[start Quoted passage]
The demand curve is the relationship between price and quantity demanded. Why do we call it “inverse”? Marginal revenue shows how total revenue is changing at each price. Marginal cost represents the cost of each additional unit of quantity supplied. Where does the firm maximize profit? Where does the firm maximize revenue?

Have you ever heard any coworker or relative talk about a business’s demand curve? Why or why not?

Demand Curves: Theory

  • Useful theoretical concept that summarizes market response to price
    • Firms maximize \(\pi=(p-c) \cdot q(p)-F\)
    • Where does demand come in?
  • Often taught with perfect competition, or monopoly with market power
  • Also applies to firm-specific “residual demand” in differentiated-product markets

Demand curves enable counterfactual predictions — “what would happen to sales if we changed the price?”

Demand Curves: Challenges

  • Where do product attributes come in?
  • Many things can predict demand
    • preferences, information, advertising, quality, match value, complements, substitutes, interoperability, competitor prices, switching costs, entry, taxes and other policies, retail distribution, nature of equilibrium, stockpiling, consumer income, brand image, consumer trust, certainty, …
  • What do we need to estimate Demand?
    • Observable, exogenous price variation
    • Otherwise, “price endogeneity” will bias demand estimates, leading to a correlational relationship rather than a causal relationship

Have you heard of price endogeneity before? What is it?
[end Quoted passage]
■ **Problem set**
[1] Revise the demand curve notes from "The demand curve" to "firm maximize revenue?", replacing "the firm" with "the company".
[2] According to the demand curve notes, why must demand estimation rely on observable, exogenous price variation?
[start Supplied information]
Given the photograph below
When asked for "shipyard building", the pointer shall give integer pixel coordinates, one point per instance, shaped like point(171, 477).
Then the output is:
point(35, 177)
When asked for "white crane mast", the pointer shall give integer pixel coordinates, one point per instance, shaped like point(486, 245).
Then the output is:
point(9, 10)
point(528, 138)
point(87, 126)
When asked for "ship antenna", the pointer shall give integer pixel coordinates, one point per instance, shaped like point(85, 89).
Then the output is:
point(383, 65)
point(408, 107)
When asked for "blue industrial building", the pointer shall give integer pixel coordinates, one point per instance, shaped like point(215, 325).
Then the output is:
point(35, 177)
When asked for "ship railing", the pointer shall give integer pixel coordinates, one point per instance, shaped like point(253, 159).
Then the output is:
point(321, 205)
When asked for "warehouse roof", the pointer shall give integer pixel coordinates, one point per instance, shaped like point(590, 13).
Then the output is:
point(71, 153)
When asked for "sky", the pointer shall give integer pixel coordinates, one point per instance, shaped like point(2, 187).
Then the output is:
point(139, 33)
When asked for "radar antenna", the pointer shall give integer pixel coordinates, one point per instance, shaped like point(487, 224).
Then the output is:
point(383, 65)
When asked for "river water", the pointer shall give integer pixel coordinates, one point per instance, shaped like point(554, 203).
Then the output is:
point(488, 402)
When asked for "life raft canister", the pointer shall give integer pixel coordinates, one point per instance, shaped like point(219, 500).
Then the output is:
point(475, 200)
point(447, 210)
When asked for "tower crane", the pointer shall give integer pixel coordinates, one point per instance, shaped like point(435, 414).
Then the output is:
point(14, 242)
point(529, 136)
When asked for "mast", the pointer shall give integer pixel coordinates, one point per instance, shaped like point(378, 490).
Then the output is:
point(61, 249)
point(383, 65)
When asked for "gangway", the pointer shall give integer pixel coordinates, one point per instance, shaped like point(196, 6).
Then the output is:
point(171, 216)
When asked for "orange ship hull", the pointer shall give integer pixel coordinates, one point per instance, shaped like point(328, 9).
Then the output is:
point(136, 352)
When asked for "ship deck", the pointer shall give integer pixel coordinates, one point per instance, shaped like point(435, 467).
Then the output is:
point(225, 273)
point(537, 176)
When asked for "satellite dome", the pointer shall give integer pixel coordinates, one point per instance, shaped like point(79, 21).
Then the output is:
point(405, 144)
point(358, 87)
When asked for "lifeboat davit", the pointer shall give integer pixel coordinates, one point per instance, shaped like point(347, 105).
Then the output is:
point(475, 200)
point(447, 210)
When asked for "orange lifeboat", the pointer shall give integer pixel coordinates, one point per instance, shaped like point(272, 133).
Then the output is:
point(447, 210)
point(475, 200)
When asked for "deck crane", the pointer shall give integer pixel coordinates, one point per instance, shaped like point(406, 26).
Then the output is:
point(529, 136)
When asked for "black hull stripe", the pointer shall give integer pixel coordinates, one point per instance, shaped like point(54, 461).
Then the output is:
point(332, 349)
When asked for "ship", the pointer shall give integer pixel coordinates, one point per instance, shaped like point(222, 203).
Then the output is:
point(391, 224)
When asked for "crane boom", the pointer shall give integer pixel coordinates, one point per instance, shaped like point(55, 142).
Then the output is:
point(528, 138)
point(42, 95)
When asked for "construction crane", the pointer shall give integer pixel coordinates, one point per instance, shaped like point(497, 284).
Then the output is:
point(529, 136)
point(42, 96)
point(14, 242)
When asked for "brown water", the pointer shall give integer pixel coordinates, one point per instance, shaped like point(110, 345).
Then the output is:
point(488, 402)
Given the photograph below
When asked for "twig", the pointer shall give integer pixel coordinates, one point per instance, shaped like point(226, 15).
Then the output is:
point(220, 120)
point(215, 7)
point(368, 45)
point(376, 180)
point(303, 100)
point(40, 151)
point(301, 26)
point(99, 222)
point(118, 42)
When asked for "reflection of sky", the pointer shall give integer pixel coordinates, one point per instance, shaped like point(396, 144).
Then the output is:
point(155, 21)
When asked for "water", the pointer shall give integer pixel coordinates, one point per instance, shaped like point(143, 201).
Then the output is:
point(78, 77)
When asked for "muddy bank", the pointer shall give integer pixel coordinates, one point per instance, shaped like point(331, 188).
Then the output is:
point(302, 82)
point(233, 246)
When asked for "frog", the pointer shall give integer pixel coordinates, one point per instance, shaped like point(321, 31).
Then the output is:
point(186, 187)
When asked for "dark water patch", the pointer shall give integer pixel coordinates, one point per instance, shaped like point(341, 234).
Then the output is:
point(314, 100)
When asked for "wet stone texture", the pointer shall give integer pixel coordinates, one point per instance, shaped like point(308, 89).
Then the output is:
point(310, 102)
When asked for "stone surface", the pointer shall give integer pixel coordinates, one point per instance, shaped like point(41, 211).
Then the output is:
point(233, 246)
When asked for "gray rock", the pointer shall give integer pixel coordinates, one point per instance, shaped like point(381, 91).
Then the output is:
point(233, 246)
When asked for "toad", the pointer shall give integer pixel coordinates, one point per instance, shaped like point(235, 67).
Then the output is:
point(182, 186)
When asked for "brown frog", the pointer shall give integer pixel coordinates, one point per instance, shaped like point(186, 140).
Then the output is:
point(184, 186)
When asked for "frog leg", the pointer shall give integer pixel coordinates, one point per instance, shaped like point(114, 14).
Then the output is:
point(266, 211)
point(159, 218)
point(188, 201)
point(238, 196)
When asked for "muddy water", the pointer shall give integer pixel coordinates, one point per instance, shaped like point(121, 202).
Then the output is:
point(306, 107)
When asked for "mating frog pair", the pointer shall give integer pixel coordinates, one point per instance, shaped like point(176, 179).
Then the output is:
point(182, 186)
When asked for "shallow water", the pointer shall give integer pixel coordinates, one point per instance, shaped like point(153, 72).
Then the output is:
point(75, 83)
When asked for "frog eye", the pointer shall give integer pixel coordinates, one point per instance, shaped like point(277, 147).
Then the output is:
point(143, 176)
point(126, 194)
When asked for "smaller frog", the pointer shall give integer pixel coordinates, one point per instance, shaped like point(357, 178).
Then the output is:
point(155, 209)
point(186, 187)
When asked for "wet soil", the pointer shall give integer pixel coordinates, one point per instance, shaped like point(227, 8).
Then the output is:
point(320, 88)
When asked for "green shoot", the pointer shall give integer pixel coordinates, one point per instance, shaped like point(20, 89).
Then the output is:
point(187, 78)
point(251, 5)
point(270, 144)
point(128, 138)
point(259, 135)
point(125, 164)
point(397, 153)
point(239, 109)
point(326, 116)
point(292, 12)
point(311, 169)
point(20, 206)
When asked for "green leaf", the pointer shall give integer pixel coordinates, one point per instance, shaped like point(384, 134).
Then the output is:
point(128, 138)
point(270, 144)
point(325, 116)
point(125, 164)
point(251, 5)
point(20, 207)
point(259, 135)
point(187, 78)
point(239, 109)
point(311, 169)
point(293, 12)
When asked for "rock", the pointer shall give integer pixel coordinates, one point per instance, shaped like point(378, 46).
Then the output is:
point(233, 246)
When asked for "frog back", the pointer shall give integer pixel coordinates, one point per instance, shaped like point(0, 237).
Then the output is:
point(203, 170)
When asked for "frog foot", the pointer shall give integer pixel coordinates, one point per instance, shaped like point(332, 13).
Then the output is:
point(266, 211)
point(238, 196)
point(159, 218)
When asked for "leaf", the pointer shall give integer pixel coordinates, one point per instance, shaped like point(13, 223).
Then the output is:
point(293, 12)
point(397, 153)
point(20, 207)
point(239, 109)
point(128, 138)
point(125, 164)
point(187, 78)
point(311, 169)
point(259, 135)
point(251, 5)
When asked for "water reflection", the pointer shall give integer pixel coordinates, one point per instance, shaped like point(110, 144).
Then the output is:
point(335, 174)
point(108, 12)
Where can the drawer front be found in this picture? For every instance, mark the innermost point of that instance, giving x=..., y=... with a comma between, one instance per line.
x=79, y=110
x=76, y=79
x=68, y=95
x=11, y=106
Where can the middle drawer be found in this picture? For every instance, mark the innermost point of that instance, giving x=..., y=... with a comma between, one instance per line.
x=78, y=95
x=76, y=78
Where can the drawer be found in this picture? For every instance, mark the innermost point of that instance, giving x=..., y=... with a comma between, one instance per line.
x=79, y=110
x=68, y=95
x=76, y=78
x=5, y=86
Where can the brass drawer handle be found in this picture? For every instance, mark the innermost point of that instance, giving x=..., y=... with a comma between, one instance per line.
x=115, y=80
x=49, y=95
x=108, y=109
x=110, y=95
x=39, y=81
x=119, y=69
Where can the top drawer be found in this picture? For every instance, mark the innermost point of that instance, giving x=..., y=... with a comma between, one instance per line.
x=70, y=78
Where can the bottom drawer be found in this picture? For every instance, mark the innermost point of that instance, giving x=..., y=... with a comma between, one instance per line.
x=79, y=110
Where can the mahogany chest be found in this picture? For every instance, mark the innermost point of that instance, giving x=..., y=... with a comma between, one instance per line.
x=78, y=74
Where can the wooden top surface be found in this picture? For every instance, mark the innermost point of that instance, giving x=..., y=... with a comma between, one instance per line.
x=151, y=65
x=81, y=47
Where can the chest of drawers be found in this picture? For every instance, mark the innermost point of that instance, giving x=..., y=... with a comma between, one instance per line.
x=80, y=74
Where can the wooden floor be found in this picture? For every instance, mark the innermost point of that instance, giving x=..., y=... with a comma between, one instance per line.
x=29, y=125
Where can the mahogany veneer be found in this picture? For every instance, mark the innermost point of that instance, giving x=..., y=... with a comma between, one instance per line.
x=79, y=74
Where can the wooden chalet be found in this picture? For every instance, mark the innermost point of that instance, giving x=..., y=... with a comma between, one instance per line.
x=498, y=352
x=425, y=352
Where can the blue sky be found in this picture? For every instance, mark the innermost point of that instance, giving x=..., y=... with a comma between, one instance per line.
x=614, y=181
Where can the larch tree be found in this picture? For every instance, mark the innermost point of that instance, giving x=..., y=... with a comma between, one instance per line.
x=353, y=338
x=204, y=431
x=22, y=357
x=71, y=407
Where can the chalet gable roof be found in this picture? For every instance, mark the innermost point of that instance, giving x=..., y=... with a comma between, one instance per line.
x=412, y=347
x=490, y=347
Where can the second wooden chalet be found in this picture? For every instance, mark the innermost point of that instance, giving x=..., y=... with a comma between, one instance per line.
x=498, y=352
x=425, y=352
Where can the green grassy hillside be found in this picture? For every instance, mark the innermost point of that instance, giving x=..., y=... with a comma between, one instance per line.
[end Supplied information]
■ **Full solutions**
[1]
The demand curve is the relationship between price and quantity demanded. Why do we call it “inverse”? Marginal revenue shows how total revenue is changing at each price. Marginal cost represents the cost of each additional unit of quantity supplied. Where does the company maximize profit? Where does the company maximize revenue?

[2] Without such variation, price endogeneity biases demand estimates. The estimated link between price and quantity is then only correlational, not causal.